The Economist explains

What is the Shanghai Co-operation Organisation?

Conflicting visions among its growing membership mean it poses little threat to the West

FILE - Chinese President Xi Jinping, right, and Russian President Vladimir Putin pose for a photo at the Shanghai Cooperation Organization (SCO) Summit in Qingdao in eastern China's Shandong Province on June 10, 2018. President Xi Jinping is using his first trip abroad since the start of the pandemic to promote China's strategic ambitions at a summit with Putin and other leaders of a Central Asian security group. (AP Photo/Alexander Zemlianichenko, File)

WESTERN LEADERS may cast a nervous glance at Samarkand, a city in Uzbekistan, where the Shanghai Co-operation Organisation (SCO) gathers for a summit on September 15th and 16th. China’s president, Xi Jinping, on his first foreign trip since the outbreak of covid-19, is expected to meet his Russian counterpart, Vladimir Putin. Others attending include Iran’s president, Ebrahim Raisi; his country is set to become a full member. Western leaders are pointedly not invited to the meeting, the organisation’s first summit since Russia’s invasion of Ukraine. What does the SCO do, and should it worry the West?
|---|
TO DO:
In the explainer on the Shanghai Co-operation Organisation, rewrite the passage between "FILE - Chinese" and "Photo/Alexander Zemlianichenko, File)", inclusive, swapping "Qingdao" for "Beijing". Rely on the text alone when answering.

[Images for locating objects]
|---|
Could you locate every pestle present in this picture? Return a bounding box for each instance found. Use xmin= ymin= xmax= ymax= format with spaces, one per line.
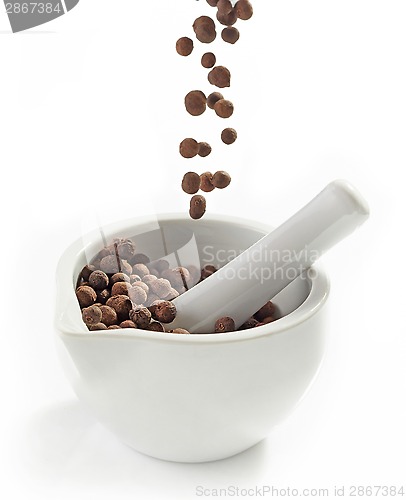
xmin=168 ymin=180 xmax=369 ymax=333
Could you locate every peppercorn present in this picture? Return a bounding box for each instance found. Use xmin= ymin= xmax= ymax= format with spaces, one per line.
xmin=89 ymin=271 xmax=109 ymax=290
xmin=193 ymin=16 xmax=217 ymax=43
xmin=96 ymin=288 xmax=111 ymax=304
xmin=234 ymin=0 xmax=254 ymax=21
xmin=207 ymin=92 xmax=224 ymax=109
xmin=179 ymin=137 xmax=199 ymax=158
xmin=82 ymin=306 xmax=102 ymax=326
xmin=189 ymin=194 xmax=206 ymax=220
xmin=200 ymin=172 xmax=214 ymax=193
xmin=221 ymin=128 xmax=237 ymax=145
xmin=99 ymin=306 xmax=117 ymax=326
xmin=149 ymin=278 xmax=172 ymax=299
xmin=201 ymin=52 xmax=216 ymax=68
xmin=106 ymin=295 xmax=132 ymax=322
xmin=132 ymin=264 xmax=149 ymax=279
xmin=254 ymin=300 xmax=276 ymax=322
xmin=100 ymin=255 xmax=122 ymax=274
xmin=88 ymin=323 xmax=107 ymax=332
xmin=216 ymin=9 xmax=238 ymax=26
xmin=214 ymin=316 xmax=235 ymax=333
xmin=128 ymin=286 xmax=147 ymax=306
xmin=146 ymin=321 xmax=165 ymax=332
xmin=185 ymin=90 xmax=206 ymax=116
xmin=111 ymin=281 xmax=131 ymax=296
xmin=120 ymin=319 xmax=137 ymax=328
xmin=76 ymin=286 xmax=97 ymax=308
xmin=213 ymin=170 xmax=231 ymax=189
xmin=130 ymin=307 xmax=152 ymax=329
xmin=133 ymin=282 xmax=149 ymax=293
xmin=110 ymin=273 xmax=130 ymax=286
xmin=149 ymin=300 xmax=176 ymax=323
xmin=207 ymin=66 xmax=231 ymax=89
xmin=79 ymin=265 xmax=96 ymax=281
xmin=198 ymin=142 xmax=211 ymax=158
xmin=221 ymin=26 xmax=240 ymax=44
xmin=214 ymin=99 xmax=234 ymax=118
xmin=176 ymin=36 xmax=193 ymax=56
xmin=128 ymin=253 xmax=149 ymax=266
xmin=217 ymin=0 xmax=233 ymax=14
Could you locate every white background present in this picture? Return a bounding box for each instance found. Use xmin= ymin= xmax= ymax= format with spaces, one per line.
xmin=0 ymin=0 xmax=406 ymax=500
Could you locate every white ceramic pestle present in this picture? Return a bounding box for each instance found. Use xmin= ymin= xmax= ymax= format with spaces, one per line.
xmin=169 ymin=180 xmax=369 ymax=333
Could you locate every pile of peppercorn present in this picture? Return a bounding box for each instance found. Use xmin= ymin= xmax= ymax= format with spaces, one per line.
|---|
RESULT FOR THIS EXERCISE:
FILE - Chinese President Xi Jinping, right, and Russian President Vladimir Putin pose for a photo at the Shanghai Cooperation Organization (SCO) Summit in Beijing in eastern China's Shandong Province on June 10, 2018. President Xi Jinping is using his first trip abroad since the start of the pandemic to promote China's strategic ambitions at a summit with Putin and other leaders of a Central Asian security group. (AP Photo/Alexander Zemlianichenko, File)